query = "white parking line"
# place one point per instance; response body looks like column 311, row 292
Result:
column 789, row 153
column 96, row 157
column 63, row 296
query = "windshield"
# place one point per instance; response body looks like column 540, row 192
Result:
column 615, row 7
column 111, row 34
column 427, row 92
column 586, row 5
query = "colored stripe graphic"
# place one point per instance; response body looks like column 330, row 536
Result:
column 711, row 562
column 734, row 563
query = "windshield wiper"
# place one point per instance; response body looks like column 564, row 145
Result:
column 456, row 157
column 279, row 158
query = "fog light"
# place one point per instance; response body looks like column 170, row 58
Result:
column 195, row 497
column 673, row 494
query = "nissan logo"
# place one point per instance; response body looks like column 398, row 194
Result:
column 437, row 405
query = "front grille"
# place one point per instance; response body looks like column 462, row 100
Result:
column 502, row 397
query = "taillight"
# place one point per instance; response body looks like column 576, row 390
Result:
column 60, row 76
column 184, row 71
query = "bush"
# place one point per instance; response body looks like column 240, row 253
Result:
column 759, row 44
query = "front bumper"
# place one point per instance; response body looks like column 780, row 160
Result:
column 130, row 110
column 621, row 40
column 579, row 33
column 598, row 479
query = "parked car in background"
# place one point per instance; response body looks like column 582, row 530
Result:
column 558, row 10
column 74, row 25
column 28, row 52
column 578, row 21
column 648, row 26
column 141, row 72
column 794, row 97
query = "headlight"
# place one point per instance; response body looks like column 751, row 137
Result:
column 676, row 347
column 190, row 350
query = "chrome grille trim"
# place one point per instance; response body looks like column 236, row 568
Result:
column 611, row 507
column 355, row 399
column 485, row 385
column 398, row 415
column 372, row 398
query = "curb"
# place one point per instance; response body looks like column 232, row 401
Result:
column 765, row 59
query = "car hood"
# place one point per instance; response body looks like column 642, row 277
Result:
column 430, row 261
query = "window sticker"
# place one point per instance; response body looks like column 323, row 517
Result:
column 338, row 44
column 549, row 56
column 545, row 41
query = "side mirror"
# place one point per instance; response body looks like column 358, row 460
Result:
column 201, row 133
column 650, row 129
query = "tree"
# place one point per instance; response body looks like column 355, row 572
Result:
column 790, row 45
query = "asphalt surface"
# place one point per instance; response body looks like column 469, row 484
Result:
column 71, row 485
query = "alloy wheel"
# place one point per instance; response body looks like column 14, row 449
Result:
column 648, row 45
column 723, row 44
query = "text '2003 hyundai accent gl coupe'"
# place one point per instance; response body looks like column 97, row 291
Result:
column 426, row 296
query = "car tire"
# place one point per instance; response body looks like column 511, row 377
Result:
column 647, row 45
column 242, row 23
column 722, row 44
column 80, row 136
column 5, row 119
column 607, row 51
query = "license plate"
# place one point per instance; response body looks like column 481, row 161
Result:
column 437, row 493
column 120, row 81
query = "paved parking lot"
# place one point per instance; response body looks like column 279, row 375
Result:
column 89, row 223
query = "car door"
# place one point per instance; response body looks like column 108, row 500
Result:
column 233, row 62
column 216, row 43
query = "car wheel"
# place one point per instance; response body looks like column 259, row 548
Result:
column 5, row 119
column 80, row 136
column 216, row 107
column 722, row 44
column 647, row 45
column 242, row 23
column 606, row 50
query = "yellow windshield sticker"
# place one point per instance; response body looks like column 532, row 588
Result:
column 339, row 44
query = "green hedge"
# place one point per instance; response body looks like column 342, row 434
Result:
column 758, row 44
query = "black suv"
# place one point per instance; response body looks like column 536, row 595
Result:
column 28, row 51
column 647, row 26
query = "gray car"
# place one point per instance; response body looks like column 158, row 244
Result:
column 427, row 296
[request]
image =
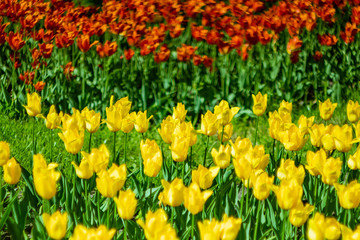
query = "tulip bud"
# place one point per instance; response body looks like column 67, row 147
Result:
column 353, row 111
column 55, row 224
column 300, row 213
column 12, row 171
column 111, row 181
column 204, row 177
column 92, row 120
column 172, row 195
column 349, row 196
column 34, row 104
column 4, row 152
column 326, row 109
column 142, row 122
column 126, row 204
column 221, row 158
column 53, row 120
column 179, row 112
column 152, row 157
column 260, row 104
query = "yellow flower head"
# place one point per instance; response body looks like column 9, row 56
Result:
column 326, row 109
column 126, row 204
column 4, row 152
column 142, row 122
column 55, row 224
column 204, row 177
column 33, row 108
column 260, row 104
column 179, row 112
column 349, row 196
column 12, row 171
column 353, row 111
column 300, row 213
column 111, row 181
column 173, row 193
column 92, row 120
column 152, row 157
column 53, row 120
column 224, row 113
column 194, row 199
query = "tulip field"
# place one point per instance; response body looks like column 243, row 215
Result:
column 168, row 119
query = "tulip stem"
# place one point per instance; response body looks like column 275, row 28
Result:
column 192, row 225
column 257, row 218
column 114, row 148
column 90, row 142
column 207, row 143
column 125, row 145
column 125, row 228
column 256, row 127
column 242, row 199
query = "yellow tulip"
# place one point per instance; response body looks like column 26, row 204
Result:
column 73, row 140
column 260, row 104
column 12, row 171
column 194, row 199
column 172, row 195
column 92, row 120
column 353, row 111
column 332, row 229
column 349, row 196
column 240, row 146
column 342, row 137
column 53, row 120
column 315, row 161
column 203, row 176
column 142, row 122
column 331, row 171
column 300, row 213
column 288, row 194
column 305, row 123
column 209, row 124
column 4, row 152
column 45, row 177
column 262, row 184
column 179, row 148
column 98, row 158
column 126, row 204
column 156, row 226
column 243, row 168
column 224, row 113
column 228, row 131
column 229, row 227
column 316, row 227
column 127, row 123
column 221, row 158
column 316, row 132
column 354, row 160
column 179, row 112
column 167, row 128
column 152, row 157
column 33, row 108
column 288, row 170
column 74, row 121
column 55, row 224
column 111, row 181
column 285, row 107
column 326, row 109
column 84, row 170
column 348, row 234
column 293, row 138
column 83, row 233
column 210, row 229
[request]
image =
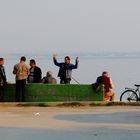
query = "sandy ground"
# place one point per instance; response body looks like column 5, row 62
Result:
column 76, row 121
column 43, row 117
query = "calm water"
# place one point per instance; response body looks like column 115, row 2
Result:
column 124, row 69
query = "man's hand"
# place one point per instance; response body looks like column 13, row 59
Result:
column 55, row 55
column 77, row 59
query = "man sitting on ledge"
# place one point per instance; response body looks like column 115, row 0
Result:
column 108, row 86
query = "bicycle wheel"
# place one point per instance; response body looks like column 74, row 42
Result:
column 129, row 96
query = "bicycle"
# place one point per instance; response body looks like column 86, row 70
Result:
column 131, row 95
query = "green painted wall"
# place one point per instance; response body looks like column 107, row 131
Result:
column 55, row 93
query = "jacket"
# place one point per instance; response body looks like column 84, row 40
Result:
column 37, row 75
column 2, row 76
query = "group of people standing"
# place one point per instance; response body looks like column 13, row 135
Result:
column 33, row 74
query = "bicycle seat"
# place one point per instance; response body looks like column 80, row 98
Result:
column 137, row 85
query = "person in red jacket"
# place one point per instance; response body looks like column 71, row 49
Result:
column 108, row 86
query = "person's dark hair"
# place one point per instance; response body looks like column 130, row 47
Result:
column 23, row 58
column 32, row 61
column 67, row 57
column 104, row 72
column 1, row 59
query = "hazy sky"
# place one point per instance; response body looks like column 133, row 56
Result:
column 69, row 25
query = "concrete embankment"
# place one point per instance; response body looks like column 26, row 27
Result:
column 68, row 104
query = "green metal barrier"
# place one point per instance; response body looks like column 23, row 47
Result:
column 55, row 93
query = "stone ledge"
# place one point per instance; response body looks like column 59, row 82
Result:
column 67, row 104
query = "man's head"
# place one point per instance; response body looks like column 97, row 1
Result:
column 67, row 59
column 105, row 73
column 23, row 58
column 1, row 61
column 49, row 73
column 32, row 63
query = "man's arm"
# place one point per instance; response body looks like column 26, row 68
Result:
column 55, row 60
column 76, row 63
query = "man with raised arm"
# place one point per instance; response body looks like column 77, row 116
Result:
column 65, row 69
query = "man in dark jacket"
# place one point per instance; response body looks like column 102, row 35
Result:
column 2, row 79
column 65, row 69
column 35, row 74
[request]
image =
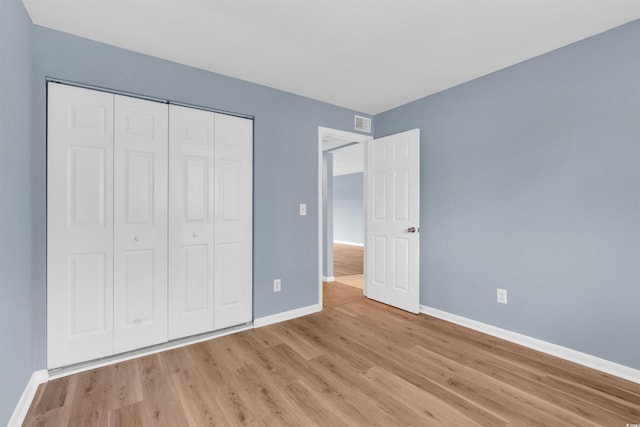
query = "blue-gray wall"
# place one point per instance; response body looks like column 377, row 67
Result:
column 530, row 181
column 327, row 214
column 285, row 157
column 16, row 257
column 348, row 208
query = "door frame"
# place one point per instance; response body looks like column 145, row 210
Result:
column 347, row 136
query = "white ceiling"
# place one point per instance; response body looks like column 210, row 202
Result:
column 368, row 55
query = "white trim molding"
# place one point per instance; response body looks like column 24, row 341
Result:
column 342, row 242
column 575, row 356
column 286, row 315
column 21, row 409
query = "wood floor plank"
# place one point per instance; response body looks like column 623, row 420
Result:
column 356, row 363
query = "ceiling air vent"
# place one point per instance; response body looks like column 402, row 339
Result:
column 362, row 124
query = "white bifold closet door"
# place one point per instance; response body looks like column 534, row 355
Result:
column 233, row 221
column 210, row 221
column 149, row 223
column 140, row 223
column 79, row 225
column 191, row 226
column 107, row 224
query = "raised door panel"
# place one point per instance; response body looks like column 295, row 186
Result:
column 140, row 223
column 79, row 225
column 191, row 225
column 233, row 221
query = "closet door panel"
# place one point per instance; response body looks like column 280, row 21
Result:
column 140, row 223
column 191, row 197
column 233, row 221
column 79, row 225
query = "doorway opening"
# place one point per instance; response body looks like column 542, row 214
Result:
column 341, row 172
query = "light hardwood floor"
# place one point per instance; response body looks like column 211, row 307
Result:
column 359, row 363
column 347, row 260
column 347, row 270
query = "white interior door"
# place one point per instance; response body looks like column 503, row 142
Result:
column 191, row 226
column 393, row 220
column 233, row 221
column 79, row 225
column 140, row 223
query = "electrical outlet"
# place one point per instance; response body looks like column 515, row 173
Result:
column 502, row 296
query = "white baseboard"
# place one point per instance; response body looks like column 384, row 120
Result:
column 287, row 315
column 575, row 356
column 342, row 242
column 20, row 412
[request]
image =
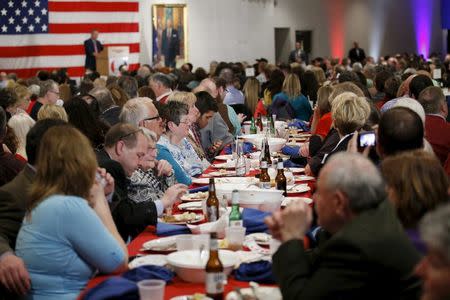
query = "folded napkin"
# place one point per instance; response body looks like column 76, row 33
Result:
column 125, row 287
column 164, row 229
column 299, row 124
column 260, row 271
column 199, row 189
column 254, row 220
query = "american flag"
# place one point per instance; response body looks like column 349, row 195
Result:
column 49, row 34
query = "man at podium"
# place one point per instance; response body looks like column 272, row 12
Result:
column 92, row 47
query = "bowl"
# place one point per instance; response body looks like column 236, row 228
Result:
column 191, row 268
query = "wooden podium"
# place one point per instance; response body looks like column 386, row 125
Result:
column 111, row 58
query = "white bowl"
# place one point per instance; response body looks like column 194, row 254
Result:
column 191, row 268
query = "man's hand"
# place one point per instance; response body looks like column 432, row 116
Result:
column 164, row 168
column 14, row 275
column 291, row 223
column 173, row 194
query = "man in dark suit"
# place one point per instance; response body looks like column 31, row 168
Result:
column 356, row 54
column 92, row 48
column 125, row 144
column 14, row 277
column 170, row 44
column 363, row 251
column 298, row 54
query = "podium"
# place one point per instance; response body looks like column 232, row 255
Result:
column 111, row 58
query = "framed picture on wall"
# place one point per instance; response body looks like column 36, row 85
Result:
column 169, row 34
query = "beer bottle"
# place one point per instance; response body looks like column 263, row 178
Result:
column 280, row 179
column 214, row 271
column 264, row 178
column 253, row 129
column 235, row 215
column 212, row 203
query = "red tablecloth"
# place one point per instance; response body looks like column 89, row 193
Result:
column 179, row 287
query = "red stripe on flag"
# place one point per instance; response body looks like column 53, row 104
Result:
column 93, row 6
column 102, row 27
column 51, row 50
column 72, row 71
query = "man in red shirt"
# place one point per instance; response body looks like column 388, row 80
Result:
column 437, row 130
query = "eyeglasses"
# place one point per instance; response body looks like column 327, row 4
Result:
column 153, row 118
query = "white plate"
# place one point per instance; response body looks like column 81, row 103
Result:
column 198, row 218
column 161, row 244
column 299, row 188
column 289, row 200
column 200, row 180
column 194, row 196
column 224, row 157
column 297, row 170
column 263, row 293
column 196, row 205
column 303, row 178
column 261, row 238
column 152, row 259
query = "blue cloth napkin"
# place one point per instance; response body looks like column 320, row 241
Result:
column 199, row 189
column 253, row 220
column 125, row 287
column 164, row 229
column 299, row 124
column 260, row 271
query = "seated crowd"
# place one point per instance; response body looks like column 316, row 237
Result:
column 86, row 168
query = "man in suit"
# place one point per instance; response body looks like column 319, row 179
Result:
column 437, row 129
column 92, row 48
column 363, row 251
column 298, row 54
column 14, row 277
column 170, row 44
column 356, row 54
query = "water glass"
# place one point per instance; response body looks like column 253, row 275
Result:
column 151, row 289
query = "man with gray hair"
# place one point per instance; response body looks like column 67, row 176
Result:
column 363, row 251
column 434, row 268
column 161, row 84
column 109, row 111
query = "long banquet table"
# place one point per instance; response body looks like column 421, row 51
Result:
column 179, row 287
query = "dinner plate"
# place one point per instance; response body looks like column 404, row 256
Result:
column 198, row 218
column 303, row 178
column 299, row 188
column 289, row 200
column 224, row 157
column 194, row 196
column 164, row 244
column 195, row 205
column 151, row 259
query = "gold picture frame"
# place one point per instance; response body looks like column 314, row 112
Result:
column 169, row 29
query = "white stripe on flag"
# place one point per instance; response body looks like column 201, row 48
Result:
column 52, row 61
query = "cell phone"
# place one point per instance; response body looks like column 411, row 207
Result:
column 366, row 139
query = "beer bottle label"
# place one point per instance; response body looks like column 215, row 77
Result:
column 211, row 212
column 236, row 223
column 214, row 283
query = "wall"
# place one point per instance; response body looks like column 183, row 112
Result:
column 242, row 30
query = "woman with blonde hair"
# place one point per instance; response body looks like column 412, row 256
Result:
column 252, row 100
column 52, row 111
column 68, row 232
column 290, row 103
column 417, row 184
column 21, row 123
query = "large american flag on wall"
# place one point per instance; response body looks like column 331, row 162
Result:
column 49, row 34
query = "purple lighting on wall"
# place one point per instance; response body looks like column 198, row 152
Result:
column 423, row 14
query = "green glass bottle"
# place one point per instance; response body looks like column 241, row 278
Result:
column 235, row 215
column 253, row 129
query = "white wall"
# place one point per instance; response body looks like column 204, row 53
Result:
column 242, row 30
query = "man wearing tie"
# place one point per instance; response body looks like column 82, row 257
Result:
column 298, row 54
column 170, row 44
column 92, row 47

────────────────────────────────────────

Activity: In the entries above, find each line with the word "plate" and return it.

Response to this task:
query = "license plate"
query = "white plate"
query = "dinner plate"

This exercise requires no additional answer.